- Textauszug
──────────────────────────────

Unbedingt die ganze Packung Antibiotika aufbrauchen, wenn wir an einer Infektion leiden – so das jahrzehntelange Dogma der Ärzte. Doch viele Antibiotika werden zu lange verschrieben und das kann schädlich sein.

Das Wichtigste in Kürze:

  • Lieber auf der sicheren Seite sein: Ärzte verabreichen Antibiotika eher zu lange.
  • Je länger wir Antibiotika zu uns nehmen, desto grösser sei die Gefahr, dass die Bakterien resistent werden, so Allgemeinpraktiker Philippe Luchsinger.
  • Untersuchungen in verschiedenen europäischen Ländern zeigen, dass eine erhebliche Menge an Antibiotika unnötig verschrieben wird.

Wenn Antibiotika nötig sind, dann gleich eine ganze Packung. Wir schlucken sie zwei Wochen, auch wenn es uns eigentlich schon nach vier Tagen wieder besser geht.

«Das ist ein falsches Bild der antibiotischen Therapie», sagt Hansjakob Furrer, Infektiologe am Inselspital Bern und Präsident der Schweizerischen Gesellschaft für Infektiologie. «Das war ein Dogma, das viele Patienten gehört haben: Antibiotika möglichst lange nehmen, damit die Therapie sicher genügend lang ist.»

──────────────────────────────

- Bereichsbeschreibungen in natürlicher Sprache
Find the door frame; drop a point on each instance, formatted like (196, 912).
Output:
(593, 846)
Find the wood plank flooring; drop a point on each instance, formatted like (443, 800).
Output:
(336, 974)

──────────────────────────────

- Was zu tun ist
1) Schreib den Teil des Textes über Antibiotika noch einmal ab, der mit den Worten „Das Wichtigste in“ anfängt und mit „unnötig verschrieben wird.“ aufhört. Tausch dabei „Allgemeinpraktiker“ gegen „Hausarzt“.
2) Mach mit dem Text über die Dauer von Antibiotika-Behandlungen nach seinem letzten Satz weiter.

- Deine Antworten
1)
Das Wichtigste in Kürze:

  • Lieber auf der sicheren Seite sein: Ärzte verabreichen Antibiotika eher zu lange.
  • Je länger wir Antibiotika zu uns nehmen, desto grösser sei die Gefahr, dass die Bakterien resistent werden, so Hausarzt Philippe Luchsinger.
  • Untersuchungen in verschiedenen europäischen Ländern zeigen, dass eine erhebliche Menge an Antibiotika unnötig verschrieben wird.

2)
Umdenken in den Hausarztpraxen

Bei den Hausärzten scheint sich nun ein Gesinnungswandel anzubahnen, sagt Philippe Luchsinger, Allgemeinpraktiker und Präsident des Berufsverbandes der Haus- und Kinderärzte Schweiz. «Wir haben bemerkt, dass viele Infektionen keine langen Antibiotika-Behandlungen brauchen. Zum Beispiel die Lungenentzündung: Früher behandelten wir sie zwei Wochen. Heute wissen wir, es reichen oft schon fünf Tage.»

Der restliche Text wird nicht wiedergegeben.